What to work on => From the rows below, keep only the lines that contain the string "clicks", and copy each one unchanged.

Material for this exercise =>
^^^^^^^^^^^^^^^^

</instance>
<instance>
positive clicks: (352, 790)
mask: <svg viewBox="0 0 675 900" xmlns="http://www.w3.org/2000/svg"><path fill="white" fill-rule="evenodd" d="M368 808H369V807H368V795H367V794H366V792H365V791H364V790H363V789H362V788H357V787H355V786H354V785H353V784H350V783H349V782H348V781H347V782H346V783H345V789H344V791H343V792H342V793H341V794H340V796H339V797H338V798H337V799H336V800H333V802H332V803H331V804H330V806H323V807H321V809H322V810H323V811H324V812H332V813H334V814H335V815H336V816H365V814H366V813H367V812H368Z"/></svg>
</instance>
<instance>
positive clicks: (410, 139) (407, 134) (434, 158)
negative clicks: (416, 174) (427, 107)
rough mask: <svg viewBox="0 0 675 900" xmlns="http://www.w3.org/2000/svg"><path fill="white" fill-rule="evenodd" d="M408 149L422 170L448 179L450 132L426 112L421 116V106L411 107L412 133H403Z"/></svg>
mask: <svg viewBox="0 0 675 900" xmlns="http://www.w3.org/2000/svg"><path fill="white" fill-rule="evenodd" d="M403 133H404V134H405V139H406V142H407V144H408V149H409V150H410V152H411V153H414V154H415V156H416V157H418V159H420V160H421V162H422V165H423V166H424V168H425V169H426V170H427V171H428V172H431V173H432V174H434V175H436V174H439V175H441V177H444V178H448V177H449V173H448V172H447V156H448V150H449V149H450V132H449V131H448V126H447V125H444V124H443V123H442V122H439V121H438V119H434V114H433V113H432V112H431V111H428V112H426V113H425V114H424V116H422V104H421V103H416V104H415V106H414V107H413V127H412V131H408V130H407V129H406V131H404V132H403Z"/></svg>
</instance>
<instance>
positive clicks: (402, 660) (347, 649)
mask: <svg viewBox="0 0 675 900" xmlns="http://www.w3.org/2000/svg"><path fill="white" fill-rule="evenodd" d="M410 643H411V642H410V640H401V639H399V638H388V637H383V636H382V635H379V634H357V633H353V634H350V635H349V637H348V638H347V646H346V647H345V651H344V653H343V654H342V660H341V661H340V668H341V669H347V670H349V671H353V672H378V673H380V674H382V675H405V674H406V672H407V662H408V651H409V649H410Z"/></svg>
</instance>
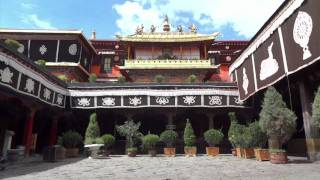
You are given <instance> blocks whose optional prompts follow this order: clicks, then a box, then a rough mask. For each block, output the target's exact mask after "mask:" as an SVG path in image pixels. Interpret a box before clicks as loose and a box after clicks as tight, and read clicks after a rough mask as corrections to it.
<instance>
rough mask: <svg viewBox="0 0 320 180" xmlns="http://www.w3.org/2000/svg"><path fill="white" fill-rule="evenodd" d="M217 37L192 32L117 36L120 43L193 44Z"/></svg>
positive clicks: (117, 37) (144, 32) (164, 32)
mask: <svg viewBox="0 0 320 180" xmlns="http://www.w3.org/2000/svg"><path fill="white" fill-rule="evenodd" d="M218 35H219V33H218V32H215V33H213V34H209V35H203V34H197V33H192V32H160V33H156V32H155V33H145V32H143V33H141V34H133V35H129V36H117V38H118V39H119V40H120V41H126V42H195V41H207V40H214V39H215V38H216V37H217V36H218Z"/></svg>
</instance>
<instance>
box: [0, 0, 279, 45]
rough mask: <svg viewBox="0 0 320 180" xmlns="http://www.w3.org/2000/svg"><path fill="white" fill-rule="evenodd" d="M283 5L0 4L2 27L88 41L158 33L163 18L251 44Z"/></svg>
mask: <svg viewBox="0 0 320 180" xmlns="http://www.w3.org/2000/svg"><path fill="white" fill-rule="evenodd" d="M283 1H284V0H193V1H186V0H0V28H22V29H80V30H83V33H84V34H85V36H86V37H87V38H90V36H91V32H92V30H93V29H95V30H96V32H97V38H99V39H113V38H115V34H133V33H134V31H135V28H136V26H137V25H140V24H144V27H145V30H149V27H150V26H151V25H152V24H154V25H156V26H157V27H158V29H160V26H161V23H162V21H163V16H164V15H165V14H167V15H168V17H169V20H170V24H172V26H174V27H176V26H178V25H182V26H183V28H184V30H185V31H187V30H188V26H190V25H191V24H196V25H197V27H198V32H199V33H202V34H210V33H213V32H216V31H219V32H220V33H221V35H220V37H219V39H221V40H247V39H250V38H251V37H252V36H253V35H254V34H255V33H256V32H257V30H259V28H260V27H261V26H262V25H263V23H264V22H265V21H266V20H267V19H268V18H269V17H270V16H271V15H272V13H273V12H274V11H275V10H276V9H277V8H278V7H279V5H280V4H281V3H282V2H283Z"/></svg>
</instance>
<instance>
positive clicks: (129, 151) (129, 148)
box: [127, 147, 138, 153]
mask: <svg viewBox="0 0 320 180" xmlns="http://www.w3.org/2000/svg"><path fill="white" fill-rule="evenodd" d="M135 152H138V148H136V147H130V148H127V153H135Z"/></svg>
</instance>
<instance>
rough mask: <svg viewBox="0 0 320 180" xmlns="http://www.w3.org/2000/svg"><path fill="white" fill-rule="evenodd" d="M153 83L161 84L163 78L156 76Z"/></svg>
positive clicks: (163, 77)
mask: <svg viewBox="0 0 320 180" xmlns="http://www.w3.org/2000/svg"><path fill="white" fill-rule="evenodd" d="M154 81H155V82H157V83H162V82H163V81H164V76H163V75H161V74H158V75H156V76H155V77H154Z"/></svg>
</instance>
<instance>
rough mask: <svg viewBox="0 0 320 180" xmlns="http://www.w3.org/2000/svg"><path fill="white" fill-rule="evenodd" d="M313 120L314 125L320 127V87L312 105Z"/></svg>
mask: <svg viewBox="0 0 320 180" xmlns="http://www.w3.org/2000/svg"><path fill="white" fill-rule="evenodd" d="M312 118H313V121H314V123H315V124H316V125H317V126H318V127H320V87H319V88H318V90H317V93H316V96H315V98H314V101H313V104H312Z"/></svg>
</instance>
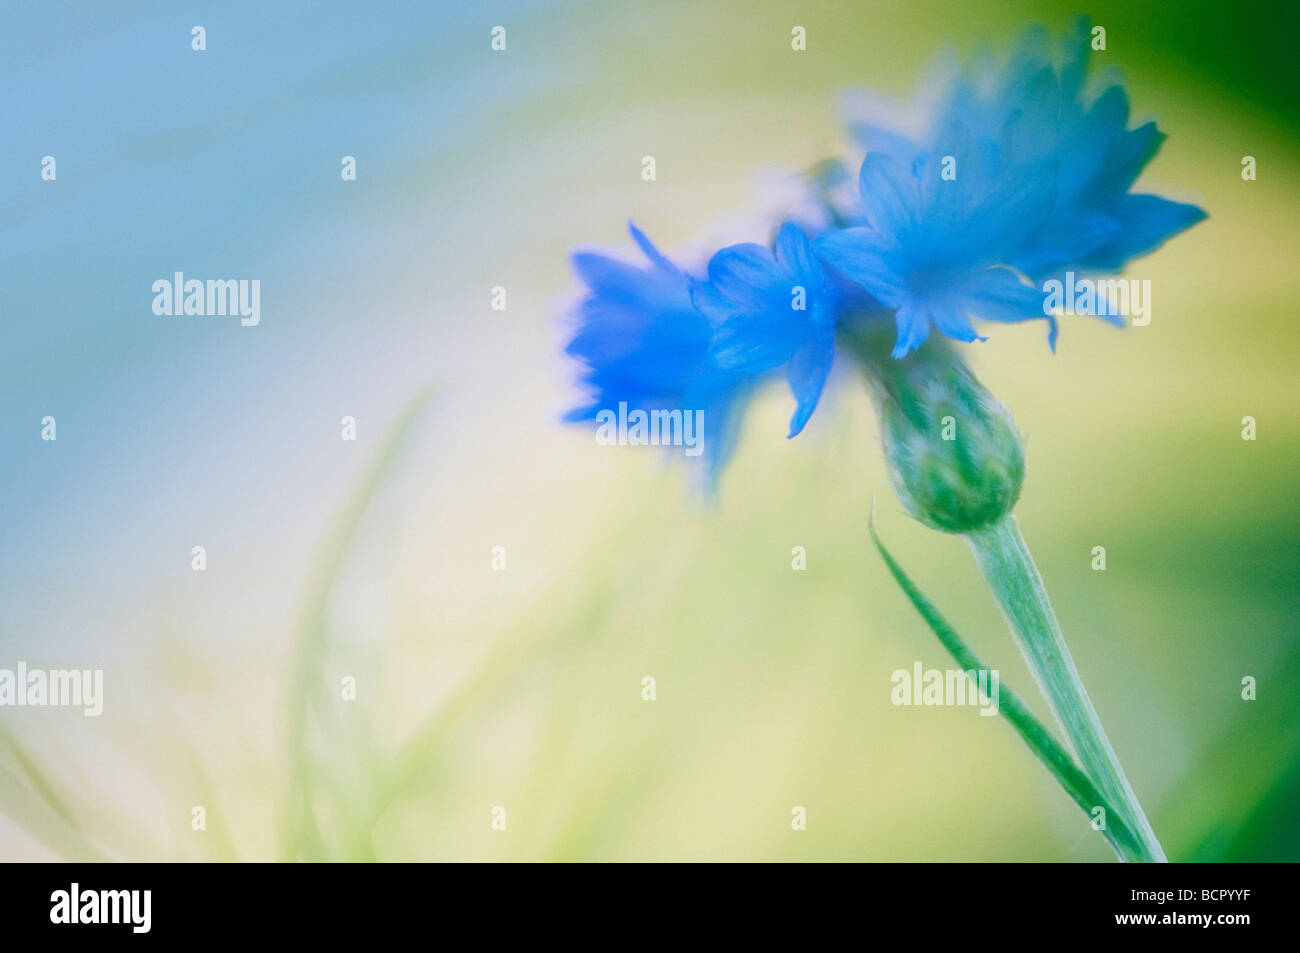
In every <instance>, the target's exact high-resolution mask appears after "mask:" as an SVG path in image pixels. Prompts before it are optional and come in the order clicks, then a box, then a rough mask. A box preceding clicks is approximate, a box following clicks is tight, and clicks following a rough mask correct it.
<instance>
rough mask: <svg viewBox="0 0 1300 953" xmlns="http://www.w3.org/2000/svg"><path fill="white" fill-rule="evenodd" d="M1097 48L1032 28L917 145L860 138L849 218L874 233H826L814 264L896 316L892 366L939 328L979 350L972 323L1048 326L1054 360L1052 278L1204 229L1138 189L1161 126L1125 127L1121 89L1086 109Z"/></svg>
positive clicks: (963, 78) (851, 229) (845, 217)
mask: <svg viewBox="0 0 1300 953" xmlns="http://www.w3.org/2000/svg"><path fill="white" fill-rule="evenodd" d="M1089 36H1091V33H1089V29H1088V22H1087V21H1086V20H1080V21H1078V23H1076V25H1075V29H1074V30H1073V33H1071V34H1070V35H1069V36H1067V39H1066V43H1065V51H1063V55H1062V56H1061V57H1053V55H1052V51H1050V44H1049V42H1048V38H1047V34H1045V31H1043V30H1031V31H1028V33H1027V34H1026V35H1024V38H1023V39H1022V40H1021V43H1019V44H1018V47H1017V51H1015V52H1014V53H1013V55H1011V57H1010V59H1009V60H1008V61H1006V62H1005V64H1004V65H1001V66H998V65H996V64H993V62H992V61H991V60H989V59H988V57H983V59H980V60H978V61H976V65H975V66H974V68H972V69H971V70H967V72H966V73H958V74H957V77H956V78H954V79H953V81H952V83H950V86H949V88H948V91H946V94H945V96H944V100H943V105H941V107H940V108H939V109H937V111H936V116H935V117H933V120H932V122H931V127H930V133H927V134H926V137H924V138H923V142H922V143H920V144H911V143H909V140H906V139H905V138H902V137H900V135H897V134H892V133H888V131H881V130H880V129H879V126H875V125H871V124H862V125H859V126H858V131H859V133H861V134H862V135H865V137H866V138H867V140H868V142H870V143H871V144H872V146H874V147H875V148H879V150H880V151H872V152H868V155H867V157H866V160H865V163H863V166H862V173H861V176H859V190H861V208H859V209H858V211H857V212H855V213H854V212H849V213H846V215H845V216H844V217H845V218H848V220H855V221H865V222H866V225H865V226H863V225H858V226H857V228H850V229H845V230H841V231H832V233H828V234H826V235H823V237H822V238H819V239H818V254H819V255H822V257H823V259H824V260H826V261H827V263H828V264H829V265H832V267H833V268H836V269H837V270H840V272H842V273H844V274H845V276H848V277H849V278H850V280H853V281H855V282H857V283H859V285H862V286H863V287H865V289H867V290H868V291H871V294H872V295H875V296H876V298H878V299H880V300H881V302H883V303H885V304H888V306H889V307H892V308H896V309H897V315H896V322H897V326H898V343H897V347H896V351H894V354H896V356H901V355H904V354H906V352H909V351H911V350H914V348H915V347H918V346H919V345H920V342H923V341H924V339H926V337H927V335H928V334H930V333H931V330H932V329H937V330H940V332H941V333H944V334H946V335H949V337H952V338H956V339H958V341H974V339H976V338H978V335H976V333H975V330H974V328H972V325H971V319H972V317H976V319H984V320H993V321H1023V320H1030V319H1044V317H1047V320H1048V322H1049V326H1050V333H1049V342H1050V343H1052V345H1053V347H1054V345H1056V332H1057V328H1056V320H1054V319H1053V317H1050V316H1045V315H1044V311H1043V294H1041V291H1039V290H1037V289H1039V286H1040V285H1041V282H1043V281H1044V280H1045V278H1049V277H1060V276H1061V274H1062V273H1063V272H1065V270H1066V269H1079V270H1084V272H1114V270H1118V269H1119V268H1122V267H1123V265H1125V264H1126V263H1127V261H1130V260H1131V259H1134V257H1138V256H1140V255H1145V254H1147V252H1149V251H1153V250H1154V248H1156V247H1158V246H1160V244H1161V243H1162V242H1164V241H1166V239H1167V238H1169V237H1171V235H1174V234H1177V233H1178V231H1182V230H1183V229H1186V228H1188V226H1191V225H1193V224H1195V222H1197V221H1200V220H1201V218H1204V217H1205V213H1204V212H1203V211H1201V209H1200V208H1197V207H1195V205H1187V204H1183V203H1178V202H1170V200H1167V199H1164V198H1160V196H1156V195H1134V194H1131V192H1130V189H1131V187H1132V183H1134V182H1135V179H1136V178H1138V176H1139V173H1140V172H1141V170H1143V168H1144V166H1145V165H1147V163H1148V161H1149V160H1151V159H1152V156H1154V153H1156V151H1157V150H1158V148H1160V143H1161V140H1162V137H1161V134H1160V133H1158V131H1157V129H1156V125H1154V124H1152V122H1148V124H1145V125H1143V126H1139V127H1136V129H1128V127H1127V126H1128V100H1127V96H1126V95H1125V92H1123V90H1122V87H1119V86H1118V85H1113V86H1110V87H1109V88H1106V90H1105V91H1104V92H1101V94H1100V95H1099V96H1096V98H1095V99H1092V100H1091V101H1086V96H1084V85H1086V78H1087V68H1088V62H1089V56H1091V47H1089ZM1056 59H1060V64H1061V65H1060V66H1057V65H1054V60H1056ZM1022 277H1023V278H1027V280H1028V282H1031V283H1026V282H1024V281H1022ZM1101 316H1102V317H1106V319H1108V320H1112V321H1117V322H1118V320H1117V316H1115V315H1113V313H1109V312H1106V311H1104V312H1102V313H1101Z"/></svg>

^^^^^^^^^^^^^^^^

Result of this exercise =>
positive clicks: (352, 790)
positive clicks: (410, 139) (407, 134) (434, 158)
negative clicks: (416, 174) (427, 107)
positive clicks: (402, 660) (347, 649)
You are given <instance> blocks whose optional prompts follow this order: clicks, then a box, then a rough mask. For each block, output the target's exact mask after "mask:" as an SVG path in image pixels. Interpret a box before clicks as loose and a box after clicks as tight, and read clicks after a rough mask as corrections to it.
positive clicks: (117, 37) (144, 32) (164, 32)
positive clicks: (129, 151) (129, 148)
positive clicks: (163, 77)
In every <instance>, the target's exact high-resolution mask appears after "mask:" as an SVG path in image pixels. Prompts before it are optional and come in the order clicks, then a box, then a rough mask. A box preceding clicks is approximate, a box following clicks is tight, and clicks following a rough mask correct it.
positive clicks: (963, 78) (851, 229) (845, 217)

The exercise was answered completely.